**Extract provided**

Behind the Scenes: Alisha Miranda Talks About ‘Scheming Abuelas: The Long Con that Made My Marriage’

Check out the transcript below

SPEAKERS

Alisha Miranda, Teresa Douglas

Teresa Douglas  00:10

Welcome listeners to this week’s behind the scenes episode of Latinx Lit Audio Mag. I’m your host Teresa Douglas. Today we’re going to hear from Alicia Miranda, author of ‘Scheming Abuelas: The Long Con that Made My Marriage. Alicia is a Miami born, Scotland based Cuban American writer, entrepreneur and mother of twins. Her writing has been featured in ‘Moms Don’t Have Time to Write, Grazia, Metro and Herstry, among others. And she’s working on the book, the 40 year old intern. Welcome, Alicia.

Alisha Miranda  00:45

Thank you so much for having me. I’m very excited to be part of the podcast.

Teresa Douglas  00:50

It’s nice to have you here. And now in true Latinx lit audio fashion, I have to ask you the most important food-based question that all of my guests answer. And it’s this: if you need comfort food, what what do you reach for? What is your favourite comfort food?

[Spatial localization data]
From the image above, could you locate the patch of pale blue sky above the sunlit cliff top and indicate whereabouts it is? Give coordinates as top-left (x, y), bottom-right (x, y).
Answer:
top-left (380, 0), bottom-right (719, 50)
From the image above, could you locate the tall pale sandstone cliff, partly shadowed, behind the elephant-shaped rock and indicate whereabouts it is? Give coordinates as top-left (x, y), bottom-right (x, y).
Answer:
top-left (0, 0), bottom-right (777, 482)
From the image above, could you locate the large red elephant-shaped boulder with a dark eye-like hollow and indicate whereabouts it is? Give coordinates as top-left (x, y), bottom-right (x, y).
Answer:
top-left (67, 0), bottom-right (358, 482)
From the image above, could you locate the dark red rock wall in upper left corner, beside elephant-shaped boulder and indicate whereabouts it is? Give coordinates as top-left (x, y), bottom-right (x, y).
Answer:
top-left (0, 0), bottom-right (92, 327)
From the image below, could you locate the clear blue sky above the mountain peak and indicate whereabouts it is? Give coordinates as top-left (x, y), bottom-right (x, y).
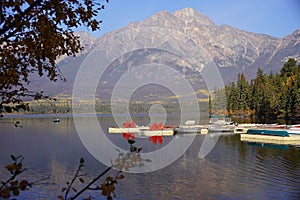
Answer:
top-left (85, 0), bottom-right (300, 38)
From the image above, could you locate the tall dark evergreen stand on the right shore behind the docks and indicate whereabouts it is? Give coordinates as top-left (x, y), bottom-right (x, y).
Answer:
top-left (210, 58), bottom-right (300, 124)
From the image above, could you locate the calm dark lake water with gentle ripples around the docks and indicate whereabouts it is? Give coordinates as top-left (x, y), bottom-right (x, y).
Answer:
top-left (0, 116), bottom-right (300, 199)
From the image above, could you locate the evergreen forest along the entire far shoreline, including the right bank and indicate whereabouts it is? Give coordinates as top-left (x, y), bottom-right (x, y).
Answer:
top-left (2, 58), bottom-right (300, 124)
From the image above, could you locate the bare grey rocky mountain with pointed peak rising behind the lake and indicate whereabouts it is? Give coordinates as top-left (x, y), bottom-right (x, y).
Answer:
top-left (28, 8), bottom-right (300, 98)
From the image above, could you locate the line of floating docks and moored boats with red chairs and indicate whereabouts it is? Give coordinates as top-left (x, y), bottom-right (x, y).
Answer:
top-left (108, 117), bottom-right (300, 145)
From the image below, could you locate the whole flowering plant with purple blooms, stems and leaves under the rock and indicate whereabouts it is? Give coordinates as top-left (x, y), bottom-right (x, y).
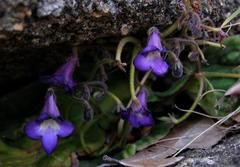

**Required work**
In the podcast transcript, where was the guest born, and where is she based now?

**Solution below**
She was born in Miami and is based in Scotland.